-------- TRECHO DO DOCUMENTO
Embora este termo tenha sido legado do indigenismo mexicano, ele foi amplamente aceito no Brasil, tanto pelo Estado quanto por antropólogos e outros profissionais que o utilizam francamente em seus estudos. Porém, em nosso país, por suas especificidades, defendo que não seja possível cunhar ou analisar o termo sem fazer menção à compreensão histórica do que tem sido o indigenismo, que, diante do exposto acima, se manifesta como continuidade de uma ação colonial, criada e financiada pelo colonizador, tendo sido o mecanismo através do qual se construiu as alianças que possibilitaram aos portugueses e depois aos brasileiros assegurar a ocupação e em seguida a expansão do território nacional, para que foi imprescindível. As formas como esta ação se deu na história, são, contudo, bastante delicadas e questionáveis, se analisarmos o grande prejuízo demográfico e cultural que trouxe a estes povos.

Num primeiro momento, o indigenismo se fez pela guerra de extermínio[11]; num segundo, pela escravização dos índios para que participassem das bandeiras paulistas, enquanto elementos de inteligência militar, considerada sua condição estratégica de conhecedora do território, extremamente útil aos bandeirantes; num terceiro, no limiar da república e do século XX, a política indigenista foi no sentido do “amansamento” e “integração” dos índios à comunhão nacional e à economia de mercado, na condição de trabalhadores. Tendo por expoente máximo o Marechal Cândido Rondon, a apropriação dos índios na frente de atração de outros índios persistiu até os anos 1970 e ainda hoje[12].

O século XX, especificamente suas últimas décadas, marca uma profunda mudança no que diz respeito ao reconhecimento dos direitos indígenas, estabelecendo novos paradigmas, com a Constituição de 1988, a qual reconhece a organização social indígena e o respeito a “suas terras, costumes e tradições” (Art. 231). Todavia, mesmo com estes pressupostos, os valores do SPILTN persistem no indigenismo brasileiro, e apesar da Constituição, persiste o Estatuto do Índio legado pelo período militar, bem como diversas leis preconceituosas e a tutela, devida à FUNAI.

Os primeiros estudos realizados no Brasil cunhando o termo indigenismo são devidos ao etnógrafo alemão Curt Nimuendaju, na primeira metade do século XX, de grande importância para o conhecimento dos povos indígenas brasileiros. O indigenismo de Nimuendaju, embora tenha prestado inúmeros serviços ao Estado, aproxima-se mais da atividade dos cronistas de períodos anteriores que da ação prática estatal, cujo símbolo principal é o Posto, onde certamente, fazia apenas parada. Realizou estudos sobre diferentes povos indígenas por onde andou, dentre os quais, estudos sobre os Kaingáng e Guarani, Xerente, Apinajés (Timbira) e Tukanos, principalmente além de ter elaborado mapa etno-histórico e linguístico que ainda hoje nos serve referência de sobre a distribuição étnica dos indígenas, publicado pelo IBGE em 1942. Deixou  muitas publicações, algumas delas escritas em português, muitas outras em alemão e inglês, além de ter realizado efetivo trabalho indigenista, sendo responsável pelo contato junto aos Parintintins do Amazonas e confirmando a presença dos Kaingáng em São Paulo, já no século XX.
----------------
-------- DADOS FORNECIDOS
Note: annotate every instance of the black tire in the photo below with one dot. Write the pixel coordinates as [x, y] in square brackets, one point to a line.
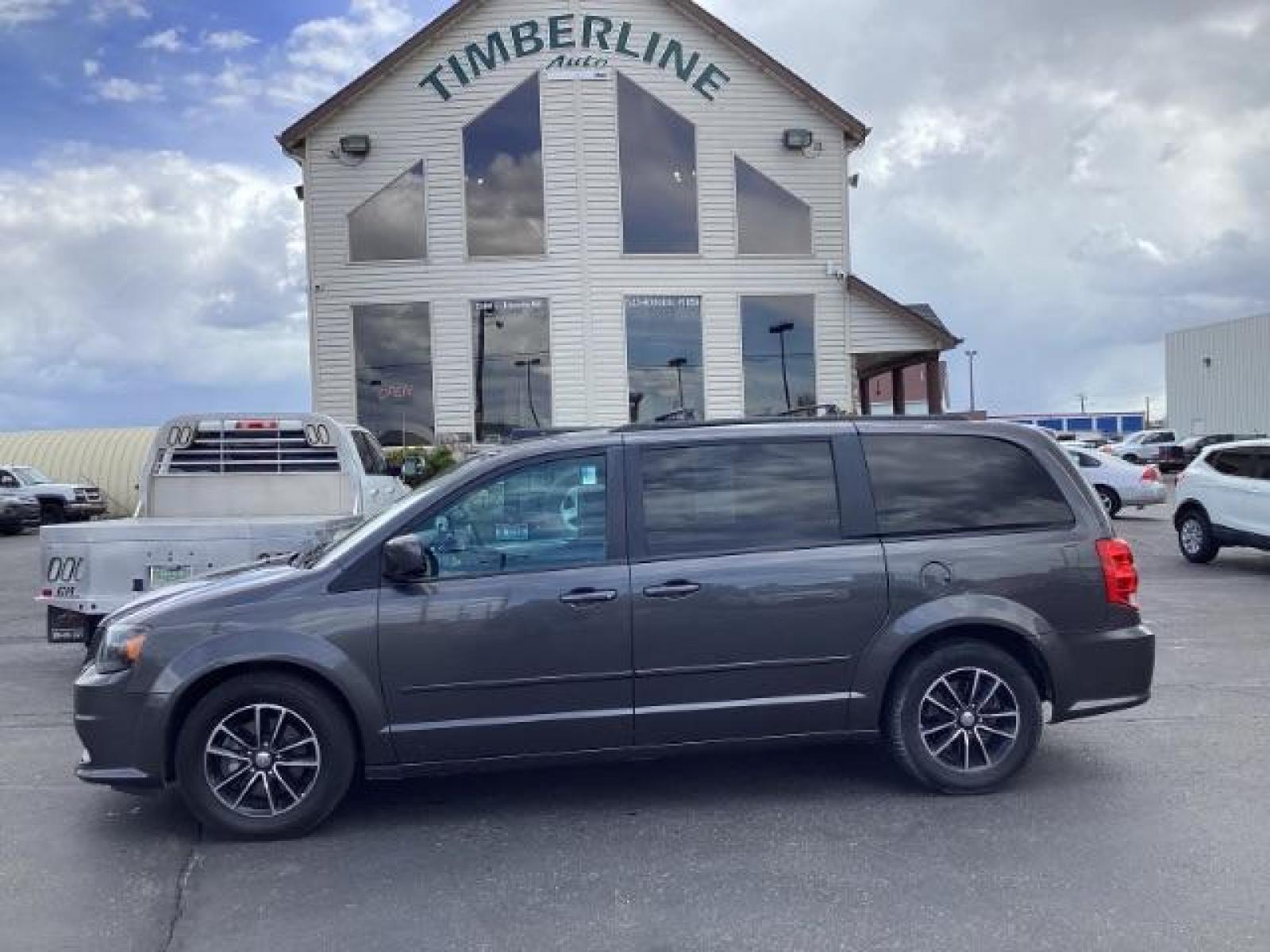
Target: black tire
[1110, 501]
[311, 711]
[992, 758]
[1195, 539]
----------------
### CONJUNTO DE TAREFAS
1/ Por favor, reproduza do trecho sobre o indigenismo no Brasil a parte entre "Num primeiro momento, o" e "e ainda hoje[12].", inclusive.
2/ Segundo o trecho sobre o indigenismo no Brasil, em que ano o IBGE publicou o mapa etno-histórico e linguístico elaborado por Nimuendaju?
3/ Liste todos os povos indígenas que o trecho sobre o indigenismo no Brasil nomeia como objeto dos estudos de Curt Nimuendaju.

### RESPOSTAS POR TAREFA
1/
Num primeiro momento, o indigenismo se fez pela guerra de extermínio[11]; num segundo, pela escravização dos índios para que participassem das bandeiras paulistas, enquanto elementos de inteligência militar, considerada sua condição estratégica de conhecedora do território, extremamente útil aos bandeirantes; num terceiro, no limiar da república e do século XX, a política indigenista foi no sentido do “amansamento” e “integração” dos índios à comunhão nacional e à economia de mercado, na condição de trabalhadores. Tendo por expoente máximo o Marechal Cândido Rondon, a apropriação dos índios na frente de atração de outros índios persistiu até os anos 1970 e ainda hoje[12].

2/ Em 1942.

3/ Kaingáng, Guarani, Xerente, Apinajés (Timbira) e Tukanos.